Исходный отрывок:
+++
На властном Олимпе парламенту и правительству при партийной диктатуре делать особенно было нечего. Власть принадлежала ЦК КПСС - она была всеохватной и единственной, парламент, правительство - подобие актерских составов, которым положено изобразить законодательный театр и театр правительственный. Их так же, как и журналистов можно было назвать высокопоставленные подручные партии.
Другое дело день сегодняшний. Президентская власть как бы спустилась из ниоткуда. Не из партийных структур, не из истории, а как бы взамен совсем иного свойства власти - власти партийной, пронизывающей все тело нации. И если там была суммарность людей, именуемых КПСС, то здесь один человек, который в лучшем случае мог обрасти ограниченным аппаратом и своими представителями на местах. Место президента не могло в данных обстоятельствах всеобщей первичности (самого президентства, парламента, кабинета министров), оказаться "над". Это создало бы образ повисшей в воздухе власти в марионеточном варианте. Надо было заменить структуру, выполняющую роль силы побуждающей, заставляющей, приказывающей, расправляющейся. Это возможно было сделать только погрузившись в плоть власти, причем точно нащупав себе место не над ветвями власти, а между ними, слегка потеснив исполнительную и слегка отодвинув законодательную, одновременно поставив себя чуть выше и той, и другой.
+++
Задания:
**A)** Кому, по словам отрывка о власти, принадлежала власть при партийной диктатуре?
**B)** Напишите продолжение отрывка о власти, начиная сразу после его последнего предложения.

Материал:
+++
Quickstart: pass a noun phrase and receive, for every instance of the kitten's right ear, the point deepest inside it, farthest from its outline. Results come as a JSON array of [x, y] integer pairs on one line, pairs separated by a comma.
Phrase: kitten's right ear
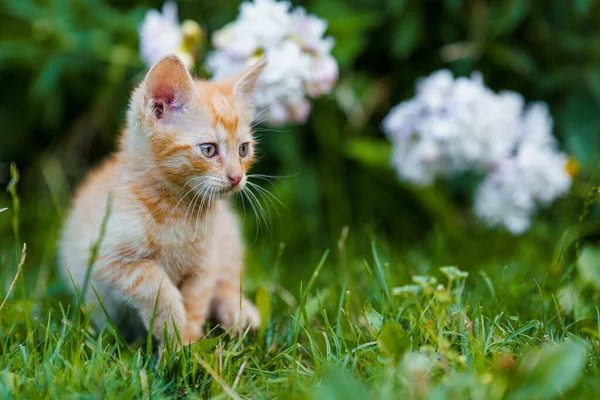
+++
Ответы по порядку:
**A)** ЦК КПСС.

**B)**
Ельцин так и поступил. Получив, с одной стороны, право издавать указы, близкие по значимости к законам, и возглавив правительство, а значит, исполнительную ветвь власти, то есть санкционировать любое решение исполнительной ветви. Однако, возглавив правительство, а этот шаг был не только мужественным, но и необходимым, он дал взаймы молодому, лишенному политического ангажемента правительству свой, ельцинский авторитет. Но не только собственный авторитет явился платой, Ельцин лишил себя права нейтральности. Ельцин априори и надолго, в любом споре и конфликте, принимал сторону правительства. По этому поводу в окружении Ельцина возник горячий спор: надо ли было так поступать? Но Президент решения принимает сам. А после случившегося спорить на эту тему было уже бессмысленно. Хотя сомнения в правильности президентского решения были, но, скорее, как желание порассуждать, абстрагировавшись от окружающей среды, как некое упражнение в политических монологах. Возможно, этого не желалось, такая вероятность в полной мере просчитана не была, решение Президента лично возглавить правительство объединило разные силы парламента на платформе неминуемого противостояния исполнительной власти. Чисто обывательски шаг Ельцина парламентариями был понят достаточно прямолинейно - во всех последующих спорах, возникающих между парламентом и правительством, Президент и в настоящем и в будущем намерен принимать сторону исполнительной власти.